Count the lines in the data below that contain the string "plastic". Reply with only the number.

(Pointing entries for labeled objects)
========================
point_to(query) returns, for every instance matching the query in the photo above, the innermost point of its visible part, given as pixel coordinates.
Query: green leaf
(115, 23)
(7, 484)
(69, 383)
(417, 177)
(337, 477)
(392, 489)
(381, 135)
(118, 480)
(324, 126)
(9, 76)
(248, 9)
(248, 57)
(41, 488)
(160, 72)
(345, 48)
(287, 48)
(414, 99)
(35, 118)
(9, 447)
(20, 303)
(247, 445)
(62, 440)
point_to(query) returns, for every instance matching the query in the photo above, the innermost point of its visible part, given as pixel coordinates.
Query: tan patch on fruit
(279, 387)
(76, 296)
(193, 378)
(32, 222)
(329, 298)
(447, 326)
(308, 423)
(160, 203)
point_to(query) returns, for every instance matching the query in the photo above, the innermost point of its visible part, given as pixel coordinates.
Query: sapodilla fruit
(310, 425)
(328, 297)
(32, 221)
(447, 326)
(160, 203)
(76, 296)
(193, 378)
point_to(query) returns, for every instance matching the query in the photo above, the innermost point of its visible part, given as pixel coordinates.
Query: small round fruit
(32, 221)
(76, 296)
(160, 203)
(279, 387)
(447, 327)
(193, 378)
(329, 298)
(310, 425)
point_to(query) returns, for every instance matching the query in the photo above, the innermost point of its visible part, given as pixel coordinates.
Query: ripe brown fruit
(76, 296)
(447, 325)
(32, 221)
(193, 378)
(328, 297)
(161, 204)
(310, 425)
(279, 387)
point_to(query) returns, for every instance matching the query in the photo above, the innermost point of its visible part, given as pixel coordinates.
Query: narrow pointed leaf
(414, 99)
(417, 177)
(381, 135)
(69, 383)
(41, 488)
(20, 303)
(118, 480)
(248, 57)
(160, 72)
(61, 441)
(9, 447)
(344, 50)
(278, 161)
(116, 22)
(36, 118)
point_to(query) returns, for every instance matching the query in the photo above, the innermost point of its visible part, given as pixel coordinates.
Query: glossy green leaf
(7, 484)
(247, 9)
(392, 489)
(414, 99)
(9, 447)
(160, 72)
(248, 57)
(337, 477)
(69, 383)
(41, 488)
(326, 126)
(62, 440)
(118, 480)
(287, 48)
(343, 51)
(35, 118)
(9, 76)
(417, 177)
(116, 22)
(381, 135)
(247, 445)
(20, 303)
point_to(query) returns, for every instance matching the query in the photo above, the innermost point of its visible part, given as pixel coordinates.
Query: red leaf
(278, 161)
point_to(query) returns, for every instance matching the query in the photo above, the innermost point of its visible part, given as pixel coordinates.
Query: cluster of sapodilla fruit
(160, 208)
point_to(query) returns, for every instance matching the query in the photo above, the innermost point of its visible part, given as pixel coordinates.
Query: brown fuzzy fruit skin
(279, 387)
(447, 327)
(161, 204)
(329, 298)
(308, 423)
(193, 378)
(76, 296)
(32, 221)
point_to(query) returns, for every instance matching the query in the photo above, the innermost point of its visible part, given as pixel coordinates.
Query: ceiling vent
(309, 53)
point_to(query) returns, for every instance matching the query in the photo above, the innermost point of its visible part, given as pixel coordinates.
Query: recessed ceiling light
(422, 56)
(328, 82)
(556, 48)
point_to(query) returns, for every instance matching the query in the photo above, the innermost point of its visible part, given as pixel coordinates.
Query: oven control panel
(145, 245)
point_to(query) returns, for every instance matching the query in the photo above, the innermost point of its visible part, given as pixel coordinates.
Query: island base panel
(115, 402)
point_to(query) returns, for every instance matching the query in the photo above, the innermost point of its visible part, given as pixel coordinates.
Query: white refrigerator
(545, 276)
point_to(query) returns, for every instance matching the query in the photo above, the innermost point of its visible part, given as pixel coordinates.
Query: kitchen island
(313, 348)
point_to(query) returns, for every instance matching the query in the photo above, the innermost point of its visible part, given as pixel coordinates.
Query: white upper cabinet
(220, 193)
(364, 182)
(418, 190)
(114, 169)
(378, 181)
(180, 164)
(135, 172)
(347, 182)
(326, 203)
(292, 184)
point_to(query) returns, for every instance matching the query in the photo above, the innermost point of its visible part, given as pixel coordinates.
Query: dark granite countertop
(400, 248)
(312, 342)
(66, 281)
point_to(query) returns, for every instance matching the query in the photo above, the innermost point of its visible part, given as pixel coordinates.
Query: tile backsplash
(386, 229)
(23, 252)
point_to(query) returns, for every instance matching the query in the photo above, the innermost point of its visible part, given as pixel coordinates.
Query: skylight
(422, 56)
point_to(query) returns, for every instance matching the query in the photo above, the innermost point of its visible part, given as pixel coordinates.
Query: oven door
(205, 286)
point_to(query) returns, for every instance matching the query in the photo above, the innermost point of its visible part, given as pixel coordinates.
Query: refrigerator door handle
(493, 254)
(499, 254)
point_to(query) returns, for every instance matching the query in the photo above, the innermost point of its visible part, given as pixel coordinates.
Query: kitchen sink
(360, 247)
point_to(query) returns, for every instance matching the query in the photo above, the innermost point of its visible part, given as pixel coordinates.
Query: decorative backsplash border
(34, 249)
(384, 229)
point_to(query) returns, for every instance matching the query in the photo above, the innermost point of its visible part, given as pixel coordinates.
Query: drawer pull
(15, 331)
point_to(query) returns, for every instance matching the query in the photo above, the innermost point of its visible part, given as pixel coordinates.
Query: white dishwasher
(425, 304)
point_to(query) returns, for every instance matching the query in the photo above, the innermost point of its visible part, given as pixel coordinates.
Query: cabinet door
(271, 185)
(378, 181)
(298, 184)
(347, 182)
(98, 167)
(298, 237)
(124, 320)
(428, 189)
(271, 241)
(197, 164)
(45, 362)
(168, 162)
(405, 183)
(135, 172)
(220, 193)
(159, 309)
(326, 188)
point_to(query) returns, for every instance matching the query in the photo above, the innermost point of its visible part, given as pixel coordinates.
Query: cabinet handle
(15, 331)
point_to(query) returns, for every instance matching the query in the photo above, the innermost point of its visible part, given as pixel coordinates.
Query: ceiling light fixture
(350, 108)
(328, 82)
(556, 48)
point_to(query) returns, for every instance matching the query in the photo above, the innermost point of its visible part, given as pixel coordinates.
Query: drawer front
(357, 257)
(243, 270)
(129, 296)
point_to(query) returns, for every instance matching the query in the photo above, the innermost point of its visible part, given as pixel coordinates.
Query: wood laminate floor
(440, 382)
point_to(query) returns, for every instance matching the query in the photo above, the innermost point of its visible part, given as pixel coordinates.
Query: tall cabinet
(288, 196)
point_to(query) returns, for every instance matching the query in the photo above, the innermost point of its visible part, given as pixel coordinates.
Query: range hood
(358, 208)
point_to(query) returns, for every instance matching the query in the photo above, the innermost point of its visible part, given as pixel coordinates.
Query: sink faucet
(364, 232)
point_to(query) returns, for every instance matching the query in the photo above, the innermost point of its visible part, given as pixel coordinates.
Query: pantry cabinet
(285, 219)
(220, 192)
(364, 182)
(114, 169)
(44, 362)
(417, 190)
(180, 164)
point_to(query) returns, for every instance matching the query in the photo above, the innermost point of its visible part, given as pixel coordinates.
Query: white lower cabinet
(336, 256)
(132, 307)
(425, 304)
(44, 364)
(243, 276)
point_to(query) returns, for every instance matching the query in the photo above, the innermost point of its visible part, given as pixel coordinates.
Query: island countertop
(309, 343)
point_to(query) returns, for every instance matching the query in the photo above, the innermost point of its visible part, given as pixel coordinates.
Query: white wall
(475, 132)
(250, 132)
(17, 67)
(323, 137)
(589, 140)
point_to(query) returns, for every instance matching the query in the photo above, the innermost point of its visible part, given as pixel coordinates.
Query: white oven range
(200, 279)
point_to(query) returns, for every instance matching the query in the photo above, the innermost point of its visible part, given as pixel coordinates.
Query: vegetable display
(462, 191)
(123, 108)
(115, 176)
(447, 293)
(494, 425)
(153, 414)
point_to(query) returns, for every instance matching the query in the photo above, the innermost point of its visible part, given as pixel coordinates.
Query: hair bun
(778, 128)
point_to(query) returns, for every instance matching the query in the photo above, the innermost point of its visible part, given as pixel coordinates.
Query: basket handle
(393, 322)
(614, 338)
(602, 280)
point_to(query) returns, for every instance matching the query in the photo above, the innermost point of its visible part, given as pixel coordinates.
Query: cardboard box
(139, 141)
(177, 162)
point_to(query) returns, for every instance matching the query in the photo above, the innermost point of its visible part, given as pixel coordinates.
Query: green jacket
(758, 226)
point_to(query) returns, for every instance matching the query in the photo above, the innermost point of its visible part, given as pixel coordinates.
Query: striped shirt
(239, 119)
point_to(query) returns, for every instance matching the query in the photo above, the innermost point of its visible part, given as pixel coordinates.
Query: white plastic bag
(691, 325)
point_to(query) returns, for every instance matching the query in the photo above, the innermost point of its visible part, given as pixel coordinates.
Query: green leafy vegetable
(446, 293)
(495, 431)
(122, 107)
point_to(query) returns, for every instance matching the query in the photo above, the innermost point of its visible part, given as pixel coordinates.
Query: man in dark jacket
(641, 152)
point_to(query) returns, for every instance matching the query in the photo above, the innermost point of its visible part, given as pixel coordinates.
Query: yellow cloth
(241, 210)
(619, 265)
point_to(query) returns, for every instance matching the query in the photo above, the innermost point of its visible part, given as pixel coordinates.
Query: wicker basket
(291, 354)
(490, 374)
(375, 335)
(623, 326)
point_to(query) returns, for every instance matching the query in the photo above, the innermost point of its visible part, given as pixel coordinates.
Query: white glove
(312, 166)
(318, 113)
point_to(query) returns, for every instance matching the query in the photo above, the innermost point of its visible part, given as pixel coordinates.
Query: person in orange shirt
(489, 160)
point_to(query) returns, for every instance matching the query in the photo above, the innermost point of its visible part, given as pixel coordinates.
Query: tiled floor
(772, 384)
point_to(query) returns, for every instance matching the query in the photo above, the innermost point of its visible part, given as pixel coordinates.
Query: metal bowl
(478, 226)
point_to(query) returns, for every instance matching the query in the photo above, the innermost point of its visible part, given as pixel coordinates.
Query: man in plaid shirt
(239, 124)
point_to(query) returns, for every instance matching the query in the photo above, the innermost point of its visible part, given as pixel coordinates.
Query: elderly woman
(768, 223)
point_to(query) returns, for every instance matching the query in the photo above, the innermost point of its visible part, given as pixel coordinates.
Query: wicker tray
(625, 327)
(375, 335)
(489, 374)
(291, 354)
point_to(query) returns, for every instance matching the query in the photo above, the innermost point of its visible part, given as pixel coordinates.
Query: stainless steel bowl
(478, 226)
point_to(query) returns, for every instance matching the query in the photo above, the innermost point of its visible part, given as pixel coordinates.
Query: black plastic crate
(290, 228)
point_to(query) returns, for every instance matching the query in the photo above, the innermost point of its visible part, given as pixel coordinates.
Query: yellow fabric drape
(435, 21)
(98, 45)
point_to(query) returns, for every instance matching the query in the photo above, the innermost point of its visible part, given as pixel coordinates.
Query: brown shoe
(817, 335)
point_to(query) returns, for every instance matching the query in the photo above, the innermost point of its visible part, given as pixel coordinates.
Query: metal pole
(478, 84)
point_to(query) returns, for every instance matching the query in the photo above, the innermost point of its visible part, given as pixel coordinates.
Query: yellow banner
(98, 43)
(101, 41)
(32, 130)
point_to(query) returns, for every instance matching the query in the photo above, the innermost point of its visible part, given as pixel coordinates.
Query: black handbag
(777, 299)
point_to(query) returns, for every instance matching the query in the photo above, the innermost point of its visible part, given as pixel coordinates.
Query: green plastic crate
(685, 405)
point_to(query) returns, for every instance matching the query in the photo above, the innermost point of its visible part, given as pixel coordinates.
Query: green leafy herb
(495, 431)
========================
■ Written solution: 3